• Melba Evans

Coming Home

Updated: Jul 15

When Larry and I married in May of 2012, we had both been out of church for many years. Both of us had given up on churches. I had tried a few different churches in the Charlotte area, but always, after a period of time, found something disappointing, something I could not support. Being disillusioned with Christian churches, I began to study other world religions including Buddhism, Sikhism, & Unitarian Universalism. I found my beliefs fell somewhere within all of those religions with my roots remaining in Christianity. I saw myself as someone who follows Jesus and tries to adhere to his teachings of compassion, generosity, and radical hospitality. There are aspects of many different religions in my belief system, but not one religion that encompasses all of them. So, for several years I had been volunteering at Hope Chapel, a chapel for the homeless in uptown Charlotte and avoiding other churches. That’s where I met Chris Ayers.


Chris Ayers, began to talk to me about Wedgewood Church and the dream of what Wedgewood Church wanted to become in the community. I listened, but honestly did not believe what he told me about Wedgewood. There could not possibly be a church that welcomed my unique and diverse beliefs. It was a couple of years before Larry and I finally visited Wedgewood Church. Chris got me there by asking me to speak about Hope Chapel.


From the first time I visited Wedgewood, I felt the warmth and sincerity of the people. It was definitely different from any church I had found. When I read the description of Wedgewood, it was exactly as Chris had told me: “Wedgewood is a liberal, culturally diverse, mission-oriented church with members who are Progressive Christians, Buddhist, Muslim, Pagan, atheist, agnostic and many other faith journeys and perspectives.” It wasn’t long before we met people holding all these different beliefs.


We were there the Sunday an atheist spoke at Wedgewood. We had finally found a church that was doing what it claimed to do, extending an “extravagant welcome to you because of your gender identification, sexual orientation, ethnicity, economic situation, physical and mental challenges, doubting or believing, being depressed or full of joy." We knew we had found our church home, a place that accepted my very diverse beliefs and Larry as an agnostic, a place that didn’t just talk but acted on the teachings of Jesus to seek justice, show compassion, generosity and radial hospitality. Now, I can not imagine being anywhere else.


Larry and I both soon became members as did my adult son and my elderly aunt. None of us had the same beliefs, but we had all found a home together. We had found a place where the power of grace moved us towards our best and truest selves, even when we didn’t know what we were looking for or what we needed. It was amazing and beautiful. What a blessing it has been for me that Wedgewood Community Church has been a part of the grace that has shaped and transformed my life and the life of my family. What a blessing to have a place like Wedgewood Community Church to continue on that journey!

* [Data for review]:
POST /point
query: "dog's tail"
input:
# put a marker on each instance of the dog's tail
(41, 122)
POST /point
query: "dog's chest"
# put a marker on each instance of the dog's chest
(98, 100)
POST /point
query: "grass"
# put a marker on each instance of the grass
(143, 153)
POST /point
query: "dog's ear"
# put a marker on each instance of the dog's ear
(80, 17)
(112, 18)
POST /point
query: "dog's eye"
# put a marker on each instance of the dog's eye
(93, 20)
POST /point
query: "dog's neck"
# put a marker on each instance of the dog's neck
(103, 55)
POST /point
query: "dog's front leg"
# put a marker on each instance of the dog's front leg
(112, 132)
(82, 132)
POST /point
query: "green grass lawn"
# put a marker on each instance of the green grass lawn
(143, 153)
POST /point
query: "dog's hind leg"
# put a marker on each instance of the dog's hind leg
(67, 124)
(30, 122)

---

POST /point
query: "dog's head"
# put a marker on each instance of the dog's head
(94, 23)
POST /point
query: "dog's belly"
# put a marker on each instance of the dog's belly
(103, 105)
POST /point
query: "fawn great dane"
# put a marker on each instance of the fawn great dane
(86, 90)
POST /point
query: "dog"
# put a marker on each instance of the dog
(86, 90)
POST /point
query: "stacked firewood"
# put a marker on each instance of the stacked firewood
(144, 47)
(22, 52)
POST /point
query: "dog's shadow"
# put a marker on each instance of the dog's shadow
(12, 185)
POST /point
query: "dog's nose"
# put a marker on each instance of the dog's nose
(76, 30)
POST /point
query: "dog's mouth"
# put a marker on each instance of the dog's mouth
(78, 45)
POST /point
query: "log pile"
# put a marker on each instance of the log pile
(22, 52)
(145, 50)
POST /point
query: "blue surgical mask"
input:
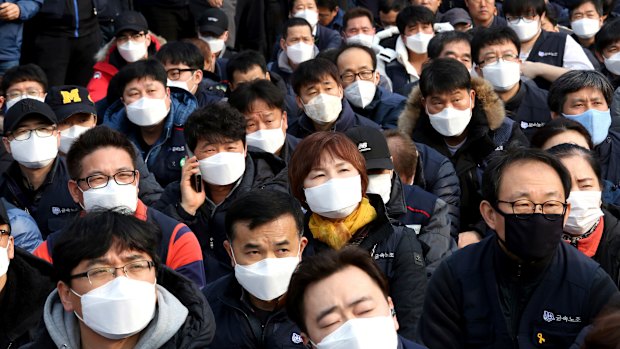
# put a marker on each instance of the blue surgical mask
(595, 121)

* [Tasks to perform]:
1 > Decide whether each statement agrees with the Wedgewood Church text, answering yes or no and quoting the deciding words: (a) the writer and Larry married in May of 2012; (b) the writer first met Chris Ayers at Wedgewood Church; (c) the writer's adult son became a member of Wedgewood.
2 > Quote the Wedgewood Church text exactly, starting with "We were there" and going on through "being anywhere else.".

* [Answer set]:
1 >
(a) Yes: "When Larry and I married in May of 2012"
(b) No: "I had been volunteering at Hope Chapel, a chapel for the homeless in uptown Charlotte and avoiding other churches. That’s where I met Chris Ayers."
(c) Yes: "Larry and I both soon became members as did my adult son and my elderly aunt."

2 >
We were there the Sunday an atheist spoke at Wedgewood. We had finally found a church that was doing what it claimed to do, extending an “extravagant welcome to you because of your gender identification, sexual orientation, ethnicity, economic situation, physical and mental challenges, doubting or believing, being depressed or full of joy." We knew we had found our church home, a place that accepted my very diverse beliefs and Larry as an agnostic, a place that didn’t just talk but acted on the teachings of Jesus to seek justice, show compassion, generosity and radial hospitality. Now, I can not imagine being anywhere else.